I bet plenty of people diagnose babies with colic in situations like ours. It's an easy assumption based on all the fussing and crying, but really she was just way overtired. I knew she wasn't colicky, and after we ruled out milk sensitivity or anything in my diet, we finally arrived at the truth: we had a sleep problem. We started reading and watching lots of Dr. Weissbluth (I love him. Just listening to him talk makes you want to get under a blanket and nap) and agreed that we had made some mistakes. I don't mean to say it's a mistake for anyone else, but for us it has caused some serious strife that I suspect we could have avoided. If only we'd known. So now we're doing our version of Cry It Out- a mix of Weissbluth strategies and things I read on a blog I really like called Chronicles of a Babywise Mom, at babywisemom.com. And it is awful. Wynne got used to someone holding her until she was totally asleep, and that is a big no-no (according to many sources by which we now abide.) So she doesn't know how to get to sleep when we put her down awake. Her arms are unwieldy and her legs won't stay down and her paci falls out and there's nobody to put it back in and it's just more than she can handle. She grunts, then fusses, then cries, then cries hysterically. As per the guidelines of graduated extinction, we check on her after five minutes of crying, then give her ten and check again, then fifteen and so on. Many CIO parent testimonials say "we never got past the 20 minute check! She fell asleep and slept twelve hours straight!" Our testimonial would NOT include that statement. I think part of the trouble is that we don't have to cry it out at night, just naps, so there isn't an open-ended time period in which she can cry until she figures it out. After an hour or so of naptime crying, it's time to get up and eat and get on with the day so maybe she'll be tired for the next nap. The books don't seem to address this problem, so we really don't know what to do.

Crying it out is a snap in theory- put her down and let her cry until she falls asleep on her own. Next time there should be less crying, and the time after that even less, and so on until you lay her down and she drifts off to sleep without a fight. But man. In practice, there are so many variables. What if she gets hiccups? What about dirty diapers? Changing her gets her all roused up. If after the 10-minute check she's quiet for 8 minutes, then starts up again, do we start the 5-minute check over again or wait 15? If she's been wailing like a banshee for 45 minutes, and we know there's no chance she'll go to sleep in the next 15, do we just let her cry the whole time anyway before getting her up to eat? Has she learned anything if all she does is cry for the whole nap time and then we go pick her up? When the schedule is such that she's eating right before a nap and the bottle puts her to sleep, does it undo the self-soothing we want to teach?

Sometimes she goes down without much of a fight, sometimes it takes 20 minutes for her to get calm and drowsy. We never know if she'll sleep for 3 minutes, 15 minutes, or 40 minutes before waking up. She goes to bed around the same time each night, but we don't know when she'll first wake up (12:30, 1:55, 2:30, 3:45, 4:oo, 4:45- these have all been her first waking just in the last two weeks), so we don't have a routine so much as a pattern. It's a lot to manage, and factoring in how often and how much to feed her when we don't know what her sleeping schedule will be, and getting in play time and baths, it is truly a wonder to me that anybody ever does this more than once. Before Wynne I wanted 4 kids. Now I just want this one to make it to the age where I can reason with her about the importance of sleep. Or at least bribe her. What age is that?

◆ SOURCE INFORMATION
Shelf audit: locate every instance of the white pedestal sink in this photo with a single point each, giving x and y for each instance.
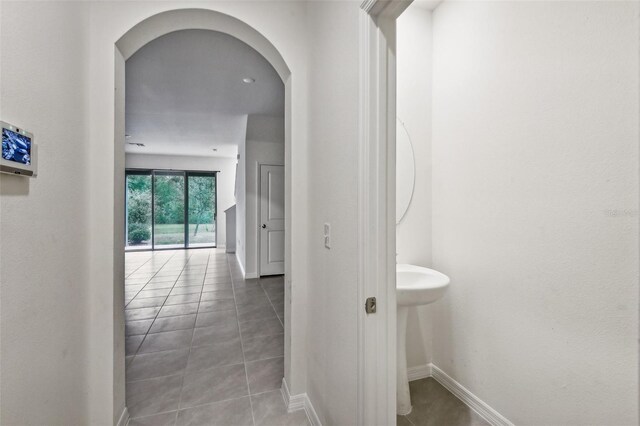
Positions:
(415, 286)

* * *

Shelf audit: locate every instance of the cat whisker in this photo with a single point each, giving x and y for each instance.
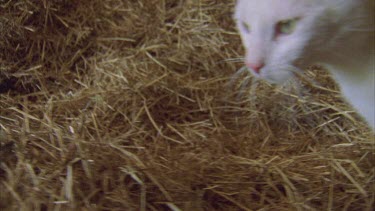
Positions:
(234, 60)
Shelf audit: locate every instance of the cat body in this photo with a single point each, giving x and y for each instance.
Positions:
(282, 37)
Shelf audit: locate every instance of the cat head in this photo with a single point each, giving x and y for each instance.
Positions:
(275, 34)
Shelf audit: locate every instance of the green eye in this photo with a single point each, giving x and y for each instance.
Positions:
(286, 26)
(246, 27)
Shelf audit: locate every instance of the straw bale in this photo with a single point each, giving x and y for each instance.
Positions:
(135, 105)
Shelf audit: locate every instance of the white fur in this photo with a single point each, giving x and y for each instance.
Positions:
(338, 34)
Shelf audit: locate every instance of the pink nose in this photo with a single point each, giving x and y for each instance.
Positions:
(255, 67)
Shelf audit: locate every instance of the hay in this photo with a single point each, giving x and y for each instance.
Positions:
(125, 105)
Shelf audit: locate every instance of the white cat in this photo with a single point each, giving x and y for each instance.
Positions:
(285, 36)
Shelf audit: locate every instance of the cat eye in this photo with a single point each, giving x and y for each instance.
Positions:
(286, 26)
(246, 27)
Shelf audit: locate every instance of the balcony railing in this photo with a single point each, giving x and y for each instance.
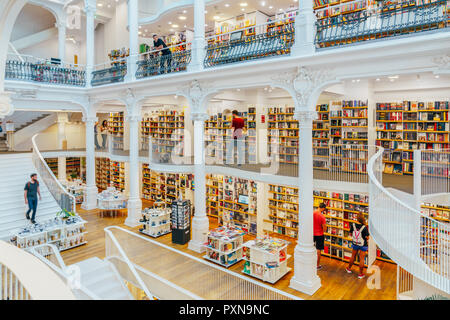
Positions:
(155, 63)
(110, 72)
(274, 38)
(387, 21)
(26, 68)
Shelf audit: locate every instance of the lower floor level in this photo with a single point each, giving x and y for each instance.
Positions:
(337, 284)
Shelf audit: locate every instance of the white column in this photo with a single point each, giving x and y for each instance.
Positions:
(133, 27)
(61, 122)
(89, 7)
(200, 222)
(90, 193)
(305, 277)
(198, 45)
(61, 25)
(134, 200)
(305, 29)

---

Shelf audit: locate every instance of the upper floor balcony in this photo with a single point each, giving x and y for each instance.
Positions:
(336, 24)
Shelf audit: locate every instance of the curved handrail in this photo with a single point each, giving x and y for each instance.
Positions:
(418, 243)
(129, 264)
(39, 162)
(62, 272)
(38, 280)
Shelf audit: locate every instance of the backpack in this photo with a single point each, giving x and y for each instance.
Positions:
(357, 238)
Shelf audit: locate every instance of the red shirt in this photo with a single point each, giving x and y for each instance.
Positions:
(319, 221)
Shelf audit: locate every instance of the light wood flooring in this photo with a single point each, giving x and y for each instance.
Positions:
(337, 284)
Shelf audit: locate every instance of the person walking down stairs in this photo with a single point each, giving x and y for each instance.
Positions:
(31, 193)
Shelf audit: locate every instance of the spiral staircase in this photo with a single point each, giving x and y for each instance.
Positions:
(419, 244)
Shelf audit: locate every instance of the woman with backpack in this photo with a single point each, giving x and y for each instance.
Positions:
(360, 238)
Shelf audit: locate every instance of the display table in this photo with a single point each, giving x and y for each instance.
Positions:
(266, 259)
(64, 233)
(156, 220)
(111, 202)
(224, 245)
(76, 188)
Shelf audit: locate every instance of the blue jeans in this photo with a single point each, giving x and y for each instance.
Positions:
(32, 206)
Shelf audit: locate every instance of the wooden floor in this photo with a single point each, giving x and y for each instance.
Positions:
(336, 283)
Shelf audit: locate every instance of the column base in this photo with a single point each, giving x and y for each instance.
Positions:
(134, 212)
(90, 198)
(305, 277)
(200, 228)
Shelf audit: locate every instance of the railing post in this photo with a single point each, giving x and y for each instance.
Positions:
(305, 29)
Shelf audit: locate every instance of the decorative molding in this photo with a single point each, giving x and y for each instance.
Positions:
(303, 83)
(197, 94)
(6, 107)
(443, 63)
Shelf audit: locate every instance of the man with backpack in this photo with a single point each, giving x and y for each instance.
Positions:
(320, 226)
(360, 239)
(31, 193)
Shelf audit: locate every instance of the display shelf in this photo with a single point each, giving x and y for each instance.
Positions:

◆ TASKS TO CARRY OUT
1/ Rewrite the part of the baby sleep post that begins at the words "Sometimes she goes" and stops after "age is that?", putting "schedule" in place of "routine".
2/ List each problem the baby sleep post says Wynne faces when she is put down awake and can't get herself to sleep.

◆ PROBLEM SOLUTIONS
1/
Sometimes she goes down without much of a fight, sometimes it takes 20 minutes for her to get calm and drowsy. We never know if she'll sleep for 3 minutes, 15 minutes, or 40 minutes before waking up. She goes to bed around the same time each night, but we don't know when she'll first wake up (12:30, 1:55, 2:30, 3:45, 4:oo, 4:45- these have all been her first waking just in the last two weeks), so we don't have a schedule so much as a pattern. It's a lot to manage, and factoring in how often and how much to feed her when we don't know what her sleeping schedule will be, and getting in play time and baths, it is truly a wonder to me that anybody ever does this more than once. Before Wynne I wanted 4 kids. Now I just want this one to make it to the age where I can reason with her about the importance of sleep. Or at least bribe her. What age is that?

2/
- Her arms are unwieldy.
- Her legs won't stay down.
- Her paci falls out.
- There's nobody to put the paci back in.